(Items from a point labeling set)
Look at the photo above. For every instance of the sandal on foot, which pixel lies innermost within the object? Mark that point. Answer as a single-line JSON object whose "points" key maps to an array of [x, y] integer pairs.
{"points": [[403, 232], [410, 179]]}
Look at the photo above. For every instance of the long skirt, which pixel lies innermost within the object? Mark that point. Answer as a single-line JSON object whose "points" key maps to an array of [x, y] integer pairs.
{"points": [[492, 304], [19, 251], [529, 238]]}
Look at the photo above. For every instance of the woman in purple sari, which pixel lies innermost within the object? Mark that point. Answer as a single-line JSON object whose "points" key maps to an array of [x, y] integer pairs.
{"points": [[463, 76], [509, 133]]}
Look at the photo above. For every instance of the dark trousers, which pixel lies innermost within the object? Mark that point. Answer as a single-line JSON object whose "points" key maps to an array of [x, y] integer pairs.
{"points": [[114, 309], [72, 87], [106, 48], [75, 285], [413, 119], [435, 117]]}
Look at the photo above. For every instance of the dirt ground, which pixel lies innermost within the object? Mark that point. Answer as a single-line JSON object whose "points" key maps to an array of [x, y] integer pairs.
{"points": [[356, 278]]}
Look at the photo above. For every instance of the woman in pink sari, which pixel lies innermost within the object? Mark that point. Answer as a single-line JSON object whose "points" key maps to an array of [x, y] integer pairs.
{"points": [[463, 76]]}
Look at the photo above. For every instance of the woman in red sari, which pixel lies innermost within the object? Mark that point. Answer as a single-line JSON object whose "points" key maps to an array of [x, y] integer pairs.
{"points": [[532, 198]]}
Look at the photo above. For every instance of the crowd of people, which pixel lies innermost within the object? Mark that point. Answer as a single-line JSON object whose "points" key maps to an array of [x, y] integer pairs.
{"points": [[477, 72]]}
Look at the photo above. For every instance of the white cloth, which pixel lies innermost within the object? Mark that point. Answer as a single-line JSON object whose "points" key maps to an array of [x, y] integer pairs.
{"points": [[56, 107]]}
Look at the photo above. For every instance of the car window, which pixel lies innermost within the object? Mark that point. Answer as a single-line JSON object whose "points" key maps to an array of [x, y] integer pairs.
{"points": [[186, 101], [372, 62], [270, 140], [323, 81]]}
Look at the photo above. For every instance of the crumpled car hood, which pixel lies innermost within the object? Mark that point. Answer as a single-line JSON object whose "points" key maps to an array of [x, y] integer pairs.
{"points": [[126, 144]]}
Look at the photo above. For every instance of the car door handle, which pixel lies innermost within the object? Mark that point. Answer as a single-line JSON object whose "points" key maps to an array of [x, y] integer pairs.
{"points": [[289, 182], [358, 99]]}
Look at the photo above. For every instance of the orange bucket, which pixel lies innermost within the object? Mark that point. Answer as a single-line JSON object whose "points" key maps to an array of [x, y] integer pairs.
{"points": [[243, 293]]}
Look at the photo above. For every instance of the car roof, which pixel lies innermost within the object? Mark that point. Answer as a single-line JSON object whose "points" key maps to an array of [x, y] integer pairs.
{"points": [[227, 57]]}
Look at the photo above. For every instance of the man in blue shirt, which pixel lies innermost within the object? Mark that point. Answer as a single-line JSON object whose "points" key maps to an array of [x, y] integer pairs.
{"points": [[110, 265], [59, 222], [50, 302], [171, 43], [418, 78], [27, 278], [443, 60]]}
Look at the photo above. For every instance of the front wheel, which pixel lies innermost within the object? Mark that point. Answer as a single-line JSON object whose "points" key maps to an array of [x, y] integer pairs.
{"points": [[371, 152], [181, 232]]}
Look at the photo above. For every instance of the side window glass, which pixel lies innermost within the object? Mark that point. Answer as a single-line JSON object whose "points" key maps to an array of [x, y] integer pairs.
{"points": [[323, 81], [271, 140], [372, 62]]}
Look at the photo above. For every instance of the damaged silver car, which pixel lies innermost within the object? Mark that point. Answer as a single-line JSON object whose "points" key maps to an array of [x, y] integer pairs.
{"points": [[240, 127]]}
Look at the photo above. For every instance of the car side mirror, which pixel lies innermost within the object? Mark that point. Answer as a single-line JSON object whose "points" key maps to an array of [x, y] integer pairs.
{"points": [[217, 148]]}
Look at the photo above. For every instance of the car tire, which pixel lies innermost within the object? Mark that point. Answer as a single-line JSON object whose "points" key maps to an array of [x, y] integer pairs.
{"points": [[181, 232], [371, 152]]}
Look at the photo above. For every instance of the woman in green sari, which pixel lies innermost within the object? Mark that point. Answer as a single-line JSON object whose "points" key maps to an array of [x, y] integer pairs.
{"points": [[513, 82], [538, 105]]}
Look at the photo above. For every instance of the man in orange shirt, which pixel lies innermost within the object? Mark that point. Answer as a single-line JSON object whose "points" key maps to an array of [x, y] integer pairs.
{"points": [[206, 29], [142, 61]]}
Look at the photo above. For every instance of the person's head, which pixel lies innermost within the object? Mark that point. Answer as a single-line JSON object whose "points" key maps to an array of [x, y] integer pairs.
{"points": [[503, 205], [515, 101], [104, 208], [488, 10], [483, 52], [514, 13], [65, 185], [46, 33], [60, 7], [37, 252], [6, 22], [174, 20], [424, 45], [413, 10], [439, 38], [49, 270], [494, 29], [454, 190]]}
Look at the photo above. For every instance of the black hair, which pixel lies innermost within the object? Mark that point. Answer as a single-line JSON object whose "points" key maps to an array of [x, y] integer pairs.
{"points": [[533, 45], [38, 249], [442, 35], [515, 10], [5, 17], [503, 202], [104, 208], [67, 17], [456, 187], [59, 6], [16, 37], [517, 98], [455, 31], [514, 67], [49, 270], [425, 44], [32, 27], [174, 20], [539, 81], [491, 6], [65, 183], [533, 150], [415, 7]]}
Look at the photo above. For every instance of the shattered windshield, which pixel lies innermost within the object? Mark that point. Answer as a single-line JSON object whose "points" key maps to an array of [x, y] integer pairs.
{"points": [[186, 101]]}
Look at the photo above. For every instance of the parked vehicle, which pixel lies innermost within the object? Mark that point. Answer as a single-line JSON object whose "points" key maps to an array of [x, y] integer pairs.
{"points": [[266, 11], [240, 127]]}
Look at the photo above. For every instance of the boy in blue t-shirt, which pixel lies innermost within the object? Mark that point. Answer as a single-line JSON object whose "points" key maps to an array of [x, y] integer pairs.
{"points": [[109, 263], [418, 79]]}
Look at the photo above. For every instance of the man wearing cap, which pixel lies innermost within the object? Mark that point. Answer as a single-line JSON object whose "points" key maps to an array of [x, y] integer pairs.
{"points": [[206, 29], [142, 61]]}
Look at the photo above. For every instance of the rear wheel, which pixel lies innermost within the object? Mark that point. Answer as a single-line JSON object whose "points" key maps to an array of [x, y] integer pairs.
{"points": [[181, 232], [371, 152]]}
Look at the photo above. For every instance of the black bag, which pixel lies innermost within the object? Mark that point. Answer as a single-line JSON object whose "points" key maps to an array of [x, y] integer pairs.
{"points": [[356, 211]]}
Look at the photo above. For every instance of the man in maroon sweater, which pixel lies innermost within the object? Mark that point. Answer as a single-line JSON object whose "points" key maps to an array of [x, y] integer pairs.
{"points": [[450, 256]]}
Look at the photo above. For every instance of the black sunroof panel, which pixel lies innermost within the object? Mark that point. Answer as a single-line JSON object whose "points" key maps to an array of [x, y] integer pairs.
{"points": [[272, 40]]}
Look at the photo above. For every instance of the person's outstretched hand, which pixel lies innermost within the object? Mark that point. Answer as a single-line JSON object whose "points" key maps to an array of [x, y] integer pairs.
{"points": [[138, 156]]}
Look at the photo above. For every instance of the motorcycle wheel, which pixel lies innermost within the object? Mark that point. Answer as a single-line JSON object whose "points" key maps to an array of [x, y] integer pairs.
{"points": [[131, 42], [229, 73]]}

Instruction
Reproduce, word for word, every line from the one containing "man in maroon" through the end of the items above, with both ends included.

Solution
Look at the photo above. For every instance of the man in maroon sweater, which pixel lies innermost within the object? Mark that point. Answer as a single-line JSON object whose "points" key maps to an array of [x, y] integer pairs.
{"points": [[450, 256]]}
Look at the photo above. For every instance of the black sunroof panel, which pixel lies innermost within the object? Mark that point. Answer as a single-line JSON object whose "points" key maps to an array of [x, y] integer pairs.
{"points": [[272, 40]]}
Look at the photo above. For every instance of the person's outstretched hand, which pixel lies innermost within the object? Mark that point. Answer as a single-line JSON object whose "points" key maps to an array of [x, y] integer pairs.
{"points": [[138, 156]]}
Look at the photo above. For every instance of the motorcycle wheel, which pixel lies innermost within the object? Mark that point. Answer as a single-line JSON object whose "points" key maps to an array of [x, y] integer pairs.
{"points": [[131, 42], [229, 73]]}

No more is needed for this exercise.